**Work task**
Please set down the entries below once more, exactly.

**Records for this task**

Start of Block

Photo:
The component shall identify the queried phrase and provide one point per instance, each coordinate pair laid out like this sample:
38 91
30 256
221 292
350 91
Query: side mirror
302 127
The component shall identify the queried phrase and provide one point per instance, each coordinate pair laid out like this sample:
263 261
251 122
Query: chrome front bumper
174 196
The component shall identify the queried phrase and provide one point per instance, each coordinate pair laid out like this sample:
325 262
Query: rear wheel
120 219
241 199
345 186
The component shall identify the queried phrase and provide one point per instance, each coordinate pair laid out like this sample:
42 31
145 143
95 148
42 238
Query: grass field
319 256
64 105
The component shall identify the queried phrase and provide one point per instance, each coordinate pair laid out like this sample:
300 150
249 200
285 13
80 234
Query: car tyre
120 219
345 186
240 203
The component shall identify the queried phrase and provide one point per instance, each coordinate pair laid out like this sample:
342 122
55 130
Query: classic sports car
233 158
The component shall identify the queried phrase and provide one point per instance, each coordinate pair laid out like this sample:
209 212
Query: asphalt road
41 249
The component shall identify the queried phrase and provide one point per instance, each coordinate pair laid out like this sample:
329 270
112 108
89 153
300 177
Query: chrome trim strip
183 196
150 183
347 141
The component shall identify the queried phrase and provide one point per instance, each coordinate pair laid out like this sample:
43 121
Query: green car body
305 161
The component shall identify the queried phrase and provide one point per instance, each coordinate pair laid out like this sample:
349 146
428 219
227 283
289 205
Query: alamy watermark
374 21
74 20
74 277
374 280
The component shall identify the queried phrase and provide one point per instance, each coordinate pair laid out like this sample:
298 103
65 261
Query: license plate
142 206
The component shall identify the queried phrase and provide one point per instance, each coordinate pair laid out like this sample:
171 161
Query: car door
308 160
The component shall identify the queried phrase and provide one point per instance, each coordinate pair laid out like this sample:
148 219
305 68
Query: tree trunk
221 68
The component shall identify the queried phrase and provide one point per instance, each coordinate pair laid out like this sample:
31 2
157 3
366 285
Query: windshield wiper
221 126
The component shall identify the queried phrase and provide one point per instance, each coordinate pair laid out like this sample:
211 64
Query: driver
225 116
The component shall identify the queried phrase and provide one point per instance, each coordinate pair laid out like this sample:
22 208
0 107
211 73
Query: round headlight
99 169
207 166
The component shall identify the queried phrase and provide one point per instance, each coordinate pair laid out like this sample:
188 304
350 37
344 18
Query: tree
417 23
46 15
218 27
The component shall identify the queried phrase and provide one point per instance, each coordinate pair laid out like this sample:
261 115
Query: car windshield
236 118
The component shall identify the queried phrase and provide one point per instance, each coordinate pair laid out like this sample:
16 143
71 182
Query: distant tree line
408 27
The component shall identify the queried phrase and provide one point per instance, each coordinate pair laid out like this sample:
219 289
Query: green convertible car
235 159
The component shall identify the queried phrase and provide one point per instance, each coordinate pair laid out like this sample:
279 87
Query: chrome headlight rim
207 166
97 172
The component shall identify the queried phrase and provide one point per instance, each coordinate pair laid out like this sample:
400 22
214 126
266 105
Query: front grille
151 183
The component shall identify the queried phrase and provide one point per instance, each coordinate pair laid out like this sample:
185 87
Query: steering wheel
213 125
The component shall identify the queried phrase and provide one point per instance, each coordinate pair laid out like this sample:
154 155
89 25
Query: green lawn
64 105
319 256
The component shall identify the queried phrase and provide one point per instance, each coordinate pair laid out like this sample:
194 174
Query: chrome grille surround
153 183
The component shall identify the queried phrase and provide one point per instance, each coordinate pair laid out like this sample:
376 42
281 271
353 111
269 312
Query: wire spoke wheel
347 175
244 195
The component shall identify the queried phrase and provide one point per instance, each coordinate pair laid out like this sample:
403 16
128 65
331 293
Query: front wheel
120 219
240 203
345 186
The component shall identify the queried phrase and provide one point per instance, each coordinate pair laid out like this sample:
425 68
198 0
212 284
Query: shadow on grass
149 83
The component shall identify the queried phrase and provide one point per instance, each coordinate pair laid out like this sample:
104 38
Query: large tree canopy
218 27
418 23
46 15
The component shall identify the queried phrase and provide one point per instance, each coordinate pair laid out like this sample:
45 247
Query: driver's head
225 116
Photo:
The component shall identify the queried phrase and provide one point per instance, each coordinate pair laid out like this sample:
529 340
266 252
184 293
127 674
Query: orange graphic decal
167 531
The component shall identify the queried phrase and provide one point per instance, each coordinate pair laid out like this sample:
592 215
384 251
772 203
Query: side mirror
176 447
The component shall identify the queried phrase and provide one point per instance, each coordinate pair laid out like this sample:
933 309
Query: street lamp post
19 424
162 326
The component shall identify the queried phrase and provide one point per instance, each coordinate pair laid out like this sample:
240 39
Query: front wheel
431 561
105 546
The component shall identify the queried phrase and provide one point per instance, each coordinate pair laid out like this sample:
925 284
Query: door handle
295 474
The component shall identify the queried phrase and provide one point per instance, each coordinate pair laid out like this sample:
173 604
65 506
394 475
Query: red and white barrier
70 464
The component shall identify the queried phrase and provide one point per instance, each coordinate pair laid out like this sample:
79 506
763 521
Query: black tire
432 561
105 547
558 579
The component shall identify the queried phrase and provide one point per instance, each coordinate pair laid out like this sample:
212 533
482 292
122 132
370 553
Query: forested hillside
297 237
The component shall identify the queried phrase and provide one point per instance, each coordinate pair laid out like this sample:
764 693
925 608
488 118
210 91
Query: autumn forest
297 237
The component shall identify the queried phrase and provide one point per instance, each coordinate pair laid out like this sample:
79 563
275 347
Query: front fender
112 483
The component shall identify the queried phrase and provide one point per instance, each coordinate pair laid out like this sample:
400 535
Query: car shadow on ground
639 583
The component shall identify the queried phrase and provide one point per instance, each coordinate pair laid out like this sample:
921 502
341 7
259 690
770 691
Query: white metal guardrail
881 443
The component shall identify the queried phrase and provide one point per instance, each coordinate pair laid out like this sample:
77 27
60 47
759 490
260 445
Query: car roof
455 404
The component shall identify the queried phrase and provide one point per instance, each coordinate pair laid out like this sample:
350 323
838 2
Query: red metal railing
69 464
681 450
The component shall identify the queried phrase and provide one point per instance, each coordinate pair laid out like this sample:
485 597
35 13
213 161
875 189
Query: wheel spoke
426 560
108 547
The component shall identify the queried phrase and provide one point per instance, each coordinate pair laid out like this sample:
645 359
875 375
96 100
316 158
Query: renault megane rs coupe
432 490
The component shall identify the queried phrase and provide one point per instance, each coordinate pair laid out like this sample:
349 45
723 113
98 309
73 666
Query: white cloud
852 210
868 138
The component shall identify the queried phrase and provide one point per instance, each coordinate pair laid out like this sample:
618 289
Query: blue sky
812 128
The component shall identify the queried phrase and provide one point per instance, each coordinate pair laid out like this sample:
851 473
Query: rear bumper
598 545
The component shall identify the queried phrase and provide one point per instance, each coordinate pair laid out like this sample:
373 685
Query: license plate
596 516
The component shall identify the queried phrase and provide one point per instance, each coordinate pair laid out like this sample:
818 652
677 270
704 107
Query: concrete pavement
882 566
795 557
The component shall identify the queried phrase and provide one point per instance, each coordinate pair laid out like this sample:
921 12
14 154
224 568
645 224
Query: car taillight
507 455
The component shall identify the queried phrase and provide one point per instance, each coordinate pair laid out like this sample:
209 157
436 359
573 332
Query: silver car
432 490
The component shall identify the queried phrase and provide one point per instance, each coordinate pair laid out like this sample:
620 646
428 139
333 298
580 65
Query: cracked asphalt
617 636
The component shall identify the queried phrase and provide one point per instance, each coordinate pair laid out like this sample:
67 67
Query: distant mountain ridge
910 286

End of Block

**Output for this exercise**
Photo:
The component shall identify the queried phrase and provide one point per instance, each coordinate pair laid out like this sample:
38 91
30 256
221 292
350 91
Query: side mirror
302 127
The component shall identify the queried phrase and provide one point per instance, each coordinate pair laid out like this sample:
263 261
251 122
Query: chrome front bumper
174 196
The component shall identify the queried phrase and provide one point per instance, each coordinate pair laid out like this sample:
325 262
Query: rear wheel
120 219
241 199
345 186
The component shall identify the queried phrase and provide one point per instance, each coordinate pair laid out like this sample:
42 31
145 143
95 148
42 238
Query: grass field
319 256
64 105
The component shall identify the queried phrase and provide one point per instance, each coordinate pair laid out like this sample:
300 150
249 200
285 13
80 234
Query: car tyre
120 219
345 186
240 203
The component shall identify the queried phrase and provide one point per instance, each coordinate pair laid out like this sample:
342 122
55 130
Query: classic sports car
233 158
The component shall identify the queried phrase and provide one point per instance, each coordinate pair laid out like this sample:
209 212
Query: asphalt road
41 249
The component shall identify the queried phrase and provide one point per instance, each coordinate pair laid out like this sample:
329 270
112 108
89 153
300 177
Query: chrome trim strip
183 196
150 183
347 141
The component shall identify the queried phrase and provide one point per instance, each coordinate pair laid out like this sample:
43 121
Query: green car body
305 161
The component shall identify the queried phrase and provide one point per instance, each coordinate pair laid out like this sample:
349 146
428 219
227 283
289 205
Query: alamy watermark
374 21
74 20
74 277
374 280
The component shall identify the queried phrase and provide one point per instance, each coordinate pair laid out like this sample:
298 103
65 261
Query: license plate
142 206
The component shall identify the queried phrase and provide one point per instance, each coordinate pair laid out like this sample:
171 161
Query: car door
308 160
The component shall identify the queried phrase and provide one point per instance, each coordinate pair laid out like this sample:
148 219
305 68
Query: tree trunk
221 68
The component shall identify the queried phrase and provide one point per instance, each coordinate pair laid out like this sample:
31 2
157 3
366 285
Query: windshield wiper
221 126
The component shall identify the queried phrase and provide one point per instance, each coordinate pair laid out like this sample:
211 64
Query: driver
225 116
The component shall identify the queried phrase and provide one point per instance, each coordinate pair laid out like this sample:
22 208
0 107
211 73
Query: round headlight
99 169
207 166
The component shall identify the queried phrase and provide one point per instance, each coordinate pair laid out like this sample:
188 304
350 37
344 18
Query: tree
417 23
46 15
218 27
The component shall identify the queried phrase and provide one point per instance, each coordinate pair laid out like this sample:
261 115
Query: car windshield
236 118
The component shall identify the queried phrase and provide one point per instance, each coordinate pair laid out like this sample:
16 143
71 182
Query: distant tree line
408 27
The component shall identify the queried phrase and provide one point per instance, each coordinate pair laid out like this sample:
219 289
Query: green convertible car
235 159
The component shall identify the queried phrase and provide one point per instance, each coordinate pair laid out like this sample:
279 87
Query: chrome headlight rim
207 166
97 172
The component shall identify the queried phrase and provide one point per instance, each coordinate pair laid out like this sample:
400 22
214 126
266 105
Query: front grille
151 183
The component shall identify the queried phrase and provide one point per instance, each coordinate pair laid out like this sample:
185 87
Query: steering wheel
213 125
The component shall identify the queried phrase and provide one point per instance, each coordinate pair laid out like this sample:
154 155
89 25
Query: green lawn
64 105
319 256
The component shall identify the queried phrase and provide one point per instance, each coordinate pair laid out like this sample:
194 174
Query: chrome grille surround
153 183
The component shall identify the queried phrase and provide one point per instance, each coordinate pair laid out like this sample:
376 42
281 271
353 111
269 312
Query: wire spoke wheel
347 175
244 195
The component shall identify the queried phrase and provide one point per instance, each coordinate pair laid out like this sample:
403 16
128 65
331 293
Query: front wheel
120 219
240 203
345 186
The component shall identify the queried phrase and provide one point per instance, each coordinate pair laid out like this sample:
425 68
198 0
212 284
Query: shadow on grass
149 83
The component shall identify the queried phrase and provide one point per instance, each coordinate pair laid out like this sample:
104 38
Query: large tree canopy
218 27
418 23
46 15
The component shall identify the queried phrase and provide one point per instance, each coordinate pair laid out like this sample:
45 247
Query: driver's head
225 116
Photo:
The component shall identify the queried phrase and provide one point per instance, each coordinate pair laid out like this sample:
529 340
266 252
184 293
127 674
Query: orange graphic decal
167 531
The component shall identify the queried phrase and provide one point per instance, each coordinate pair laid out like this sample:
592 215
384 251
772 203
Query: side mirror
176 447
The component shall identify the queried phrase and provide one point per instance, each coordinate pair laid out like this sample:
933 309
Query: street lamp post
19 424
162 326
The component shall identify the queried phrase and provide one point per instance, each coordinate pair laid out like this sample:
240 39
Query: front wheel
431 561
105 546
The component shall identify the queried phrase and provide one point per instance, each coordinate pair laid out like this sample:
925 284
Query: door handle
295 474
The component shall identify the queried phrase and provide one point per instance, each coordinate pair laid out like this sample:
173 604
65 506
394 475
Query: red and white barrier
70 464
The component shall identify the queried phrase and provide one point per instance, each coordinate pair laid out like this sample:
79 506
763 521
Query: black tire
432 561
105 547
558 579
The component shall identify the queried phrase and provide one point per instance, each coordinate pair laid out like this sample:
212 533
482 292
122 132
370 553
Query: forested hillside
297 237
The component shall identify the queried phrase and provide one point per instance, each coordinate pair laid out like this sample:
764 693
925 608
488 118
210 91
Query: autumn forest
297 237
The component shall identify the queried phrase and provide one point per instance, each coordinate pair laid out like this sample:
79 563
275 347
Query: front fender
112 483
The component shall identify the queried phrase and provide one point per instance, each coordinate pair laid out like this sample:
400 535
Query: car shadow on ground
639 583
The component shall identify the queried phrase and provide one point per instance, each coordinate pair laid out like this sample:
921 502
341 7
259 690
770 691
Query: white metal guardrail
881 443
The component shall identify the queried phrase and provide one point per instance, each coordinate pair laid out like this sample:
77 27
60 47
759 490
260 445
Query: car roof
455 404
The component shall identify the queried phrase and provide one point per instance, each coordinate pair laid out like this sample:
350 323
838 2
Query: red metal railing
69 464
681 450
The component shall identify the queried phrase and provide one point per instance, each coordinate pair laid out like this sample:
485 597
35 13
213 161
875 189
Query: wheel spoke
426 560
108 547
The component shall identify the queried phrase and provide one point per instance, each coordinate pair laid out like this sample:
645 359
875 375
96 100
316 158
Query: renault megane rs coupe
432 490
The component shall identify the queried phrase and provide one point per instance, each coordinate pair laid out like this sample:
349 45
723 113
98 309
73 666
Query: white cloud
852 210
868 138
The component shall identify the queried phrase and provide one point per instance, each coordinate pair laid out like this sample:
618 289
Query: blue sky
812 128
The component shall identify the queried phrase and provide one point per instance, each coordinate pair laid out like this sample:
851 473
Query: rear bumper
598 545
The component shall identify the queried phrase and provide one point per instance, each coordinate pair laid out like this sample:
373 685
Query: license plate
596 516
The component shall identify the queried phrase and provide one point per instance, each coordinate pair laid out like this sample:
818 652
677 270
704 107
Query: concrete pavement
882 566
795 557
The component shall identify the queried phrase and provide one point per instance, each coordinate pair laid out like this sample:
921 12
14 154
224 568
645 224
Query: car taillight
507 455
The component shall identify the queried phrase and provide one point per instance, each coordinate pair laid out like this sample:
209 157
436 359
573 332
Query: silver car
432 490
The component shall identify the queried phrase and provide one point per instance, each coordinate pair laid out like this sample:
620 646
428 139
333 298
580 65
Query: cracked asphalt
617 636
The component shall identify the queried phrase and provide one point per instance, each coordinate pair laid out like this sample:
67 67
Query: distant mountain ridge
910 286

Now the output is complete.